Records to process
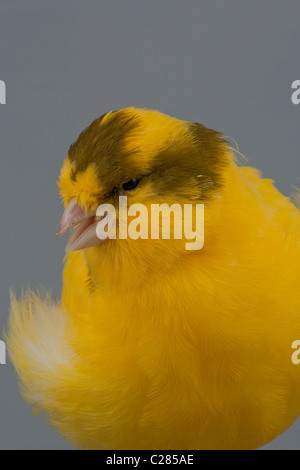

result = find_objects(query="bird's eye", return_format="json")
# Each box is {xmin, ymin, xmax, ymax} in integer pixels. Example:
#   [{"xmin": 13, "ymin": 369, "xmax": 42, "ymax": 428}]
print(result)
[{"xmin": 122, "ymin": 178, "xmax": 141, "ymax": 191}]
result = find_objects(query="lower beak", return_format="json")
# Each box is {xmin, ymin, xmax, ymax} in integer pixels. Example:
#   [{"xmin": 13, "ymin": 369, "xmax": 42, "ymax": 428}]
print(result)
[{"xmin": 56, "ymin": 198, "xmax": 103, "ymax": 253}]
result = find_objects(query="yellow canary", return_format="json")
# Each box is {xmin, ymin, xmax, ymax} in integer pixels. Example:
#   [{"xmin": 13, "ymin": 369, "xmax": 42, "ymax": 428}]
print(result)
[{"xmin": 6, "ymin": 107, "xmax": 300, "ymax": 450}]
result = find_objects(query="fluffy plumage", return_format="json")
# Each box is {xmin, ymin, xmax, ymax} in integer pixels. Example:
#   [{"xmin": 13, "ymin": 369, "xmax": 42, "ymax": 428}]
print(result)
[{"xmin": 6, "ymin": 107, "xmax": 300, "ymax": 450}]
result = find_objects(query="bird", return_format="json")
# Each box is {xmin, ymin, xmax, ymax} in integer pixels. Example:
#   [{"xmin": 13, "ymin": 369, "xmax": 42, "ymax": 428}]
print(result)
[{"xmin": 6, "ymin": 107, "xmax": 300, "ymax": 450}]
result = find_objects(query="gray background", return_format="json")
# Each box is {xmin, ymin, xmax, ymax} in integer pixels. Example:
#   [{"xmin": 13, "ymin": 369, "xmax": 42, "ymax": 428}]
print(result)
[{"xmin": 0, "ymin": 0, "xmax": 299, "ymax": 450}]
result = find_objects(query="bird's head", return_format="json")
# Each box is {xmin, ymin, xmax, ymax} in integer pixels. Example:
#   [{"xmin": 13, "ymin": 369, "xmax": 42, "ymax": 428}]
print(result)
[{"xmin": 57, "ymin": 107, "xmax": 233, "ymax": 290}]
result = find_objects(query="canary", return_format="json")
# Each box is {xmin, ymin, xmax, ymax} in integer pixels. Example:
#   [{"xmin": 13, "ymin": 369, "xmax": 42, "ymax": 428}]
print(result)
[{"xmin": 6, "ymin": 107, "xmax": 300, "ymax": 450}]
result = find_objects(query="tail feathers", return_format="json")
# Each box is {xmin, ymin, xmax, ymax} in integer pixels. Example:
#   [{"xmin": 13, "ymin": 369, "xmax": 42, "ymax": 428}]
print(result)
[{"xmin": 5, "ymin": 290, "xmax": 75, "ymax": 410}]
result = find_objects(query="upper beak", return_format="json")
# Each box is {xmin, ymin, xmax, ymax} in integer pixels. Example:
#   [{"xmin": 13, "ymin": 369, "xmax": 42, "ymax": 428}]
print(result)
[{"xmin": 56, "ymin": 198, "xmax": 101, "ymax": 253}]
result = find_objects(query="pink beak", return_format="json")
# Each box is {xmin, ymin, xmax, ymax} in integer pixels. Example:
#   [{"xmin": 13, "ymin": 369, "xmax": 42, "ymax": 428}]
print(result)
[{"xmin": 56, "ymin": 198, "xmax": 102, "ymax": 253}]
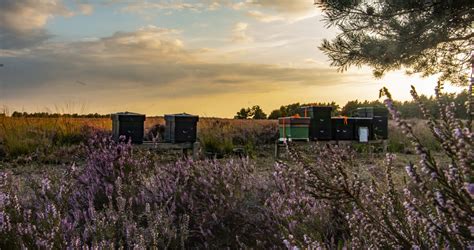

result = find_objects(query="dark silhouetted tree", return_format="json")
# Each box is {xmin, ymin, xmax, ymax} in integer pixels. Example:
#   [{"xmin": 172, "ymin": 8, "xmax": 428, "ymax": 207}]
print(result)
[
  {"xmin": 234, "ymin": 108, "xmax": 251, "ymax": 119},
  {"xmin": 268, "ymin": 110, "xmax": 282, "ymax": 120},
  {"xmin": 268, "ymin": 102, "xmax": 340, "ymax": 119},
  {"xmin": 234, "ymin": 106, "xmax": 267, "ymax": 119},
  {"xmin": 251, "ymin": 105, "xmax": 267, "ymax": 119},
  {"xmin": 317, "ymin": 0, "xmax": 473, "ymax": 85}
]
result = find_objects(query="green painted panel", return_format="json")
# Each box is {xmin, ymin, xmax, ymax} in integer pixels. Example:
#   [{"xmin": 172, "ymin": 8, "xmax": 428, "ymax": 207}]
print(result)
[{"xmin": 279, "ymin": 125, "xmax": 309, "ymax": 140}]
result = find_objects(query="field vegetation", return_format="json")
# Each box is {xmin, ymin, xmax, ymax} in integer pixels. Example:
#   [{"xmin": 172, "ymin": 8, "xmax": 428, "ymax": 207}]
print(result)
[
  {"xmin": 1, "ymin": 0, "xmax": 472, "ymax": 247},
  {"xmin": 0, "ymin": 114, "xmax": 446, "ymax": 161},
  {"xmin": 0, "ymin": 117, "xmax": 109, "ymax": 161},
  {"xmin": 0, "ymin": 84, "xmax": 472, "ymax": 248}
]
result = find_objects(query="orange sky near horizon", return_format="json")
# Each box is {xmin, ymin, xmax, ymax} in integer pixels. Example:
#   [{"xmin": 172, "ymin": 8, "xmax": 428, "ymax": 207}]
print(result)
[{"xmin": 0, "ymin": 0, "xmax": 467, "ymax": 118}]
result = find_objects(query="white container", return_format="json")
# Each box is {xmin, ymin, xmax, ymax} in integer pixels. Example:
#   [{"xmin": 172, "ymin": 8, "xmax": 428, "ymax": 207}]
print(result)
[{"xmin": 358, "ymin": 127, "xmax": 369, "ymax": 143}]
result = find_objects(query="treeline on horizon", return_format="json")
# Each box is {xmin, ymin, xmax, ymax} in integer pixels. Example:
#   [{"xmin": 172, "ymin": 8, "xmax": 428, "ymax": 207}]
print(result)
[
  {"xmin": 236, "ymin": 90, "xmax": 471, "ymax": 120},
  {"xmin": 8, "ymin": 112, "xmax": 110, "ymax": 118},
  {"xmin": 2, "ymin": 90, "xmax": 469, "ymax": 120}
]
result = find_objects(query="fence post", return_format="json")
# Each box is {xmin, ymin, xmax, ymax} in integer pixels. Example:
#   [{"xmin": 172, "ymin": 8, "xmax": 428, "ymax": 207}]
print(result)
[{"xmin": 193, "ymin": 142, "xmax": 201, "ymax": 160}]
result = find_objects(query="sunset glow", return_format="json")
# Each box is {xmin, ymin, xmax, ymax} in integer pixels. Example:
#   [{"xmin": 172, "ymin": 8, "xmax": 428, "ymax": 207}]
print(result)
[{"xmin": 0, "ymin": 0, "xmax": 463, "ymax": 117}]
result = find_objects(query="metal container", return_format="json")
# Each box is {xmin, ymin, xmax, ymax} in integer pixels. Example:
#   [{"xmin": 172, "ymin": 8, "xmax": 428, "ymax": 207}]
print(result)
[
  {"xmin": 298, "ymin": 106, "xmax": 332, "ymax": 140},
  {"xmin": 278, "ymin": 117, "xmax": 311, "ymax": 141},
  {"xmin": 354, "ymin": 117, "xmax": 374, "ymax": 141},
  {"xmin": 372, "ymin": 116, "xmax": 388, "ymax": 139},
  {"xmin": 164, "ymin": 113, "xmax": 199, "ymax": 143},
  {"xmin": 331, "ymin": 117, "xmax": 355, "ymax": 140},
  {"xmin": 111, "ymin": 112, "xmax": 146, "ymax": 144}
]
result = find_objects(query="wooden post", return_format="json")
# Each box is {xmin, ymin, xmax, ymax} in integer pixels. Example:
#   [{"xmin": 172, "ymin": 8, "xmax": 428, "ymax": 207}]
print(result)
[
  {"xmin": 183, "ymin": 148, "xmax": 188, "ymax": 159},
  {"xmin": 383, "ymin": 140, "xmax": 388, "ymax": 153},
  {"xmin": 274, "ymin": 140, "xmax": 279, "ymax": 159},
  {"xmin": 192, "ymin": 142, "xmax": 201, "ymax": 160}
]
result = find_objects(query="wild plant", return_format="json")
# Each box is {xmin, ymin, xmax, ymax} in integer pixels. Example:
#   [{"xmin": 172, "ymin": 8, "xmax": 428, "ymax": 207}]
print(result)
[
  {"xmin": 0, "ymin": 134, "xmax": 279, "ymax": 248},
  {"xmin": 269, "ymin": 83, "xmax": 472, "ymax": 248}
]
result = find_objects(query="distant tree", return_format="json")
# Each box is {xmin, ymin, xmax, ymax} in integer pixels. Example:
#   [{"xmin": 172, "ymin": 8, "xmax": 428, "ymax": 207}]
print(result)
[
  {"xmin": 234, "ymin": 108, "xmax": 251, "ymax": 119},
  {"xmin": 306, "ymin": 101, "xmax": 341, "ymax": 116},
  {"xmin": 267, "ymin": 103, "xmax": 301, "ymax": 119},
  {"xmin": 234, "ymin": 105, "xmax": 267, "ymax": 119},
  {"xmin": 251, "ymin": 105, "xmax": 267, "ymax": 119},
  {"xmin": 340, "ymin": 99, "xmax": 388, "ymax": 116},
  {"xmin": 396, "ymin": 100, "xmax": 420, "ymax": 119},
  {"xmin": 340, "ymin": 100, "xmax": 361, "ymax": 116},
  {"xmin": 268, "ymin": 91, "xmax": 469, "ymax": 120},
  {"xmin": 8, "ymin": 111, "xmax": 110, "ymax": 118},
  {"xmin": 284, "ymin": 103, "xmax": 302, "ymax": 117},
  {"xmin": 452, "ymin": 90, "xmax": 469, "ymax": 118},
  {"xmin": 268, "ymin": 110, "xmax": 282, "ymax": 120},
  {"xmin": 317, "ymin": 0, "xmax": 473, "ymax": 85},
  {"xmin": 268, "ymin": 102, "xmax": 340, "ymax": 119}
]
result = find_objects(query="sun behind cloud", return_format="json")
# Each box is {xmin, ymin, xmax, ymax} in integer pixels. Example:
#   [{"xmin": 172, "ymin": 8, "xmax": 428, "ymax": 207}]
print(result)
[{"xmin": 0, "ymin": 0, "xmax": 457, "ymax": 117}]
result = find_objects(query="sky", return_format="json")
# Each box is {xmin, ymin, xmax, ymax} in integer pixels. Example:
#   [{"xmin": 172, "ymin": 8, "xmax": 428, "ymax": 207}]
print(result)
[{"xmin": 0, "ymin": 0, "xmax": 463, "ymax": 117}]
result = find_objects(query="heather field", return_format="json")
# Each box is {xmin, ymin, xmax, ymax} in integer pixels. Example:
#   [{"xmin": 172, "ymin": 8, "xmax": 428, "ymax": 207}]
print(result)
[
  {"xmin": 1, "ymin": 87, "xmax": 472, "ymax": 248},
  {"xmin": 2, "ymin": 0, "xmax": 472, "ymax": 248}
]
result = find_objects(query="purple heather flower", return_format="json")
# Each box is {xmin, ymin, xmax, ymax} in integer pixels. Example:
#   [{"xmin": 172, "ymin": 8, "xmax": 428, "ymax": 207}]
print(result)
[
  {"xmin": 434, "ymin": 127, "xmax": 442, "ymax": 137},
  {"xmin": 283, "ymin": 239, "xmax": 291, "ymax": 248},
  {"xmin": 405, "ymin": 165, "xmax": 416, "ymax": 179},
  {"xmin": 453, "ymin": 128, "xmax": 463, "ymax": 138},
  {"xmin": 465, "ymin": 183, "xmax": 474, "ymax": 197},
  {"xmin": 0, "ymin": 211, "xmax": 4, "ymax": 229},
  {"xmin": 435, "ymin": 191, "xmax": 445, "ymax": 207}
]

Goal of the exercise
Where a line of the material above holds the string "heather", copy that line.

Response to this task
result = find_objects(query="heather field", return_format="json")
result = find_objects(query="purple heather flower", return_format="json")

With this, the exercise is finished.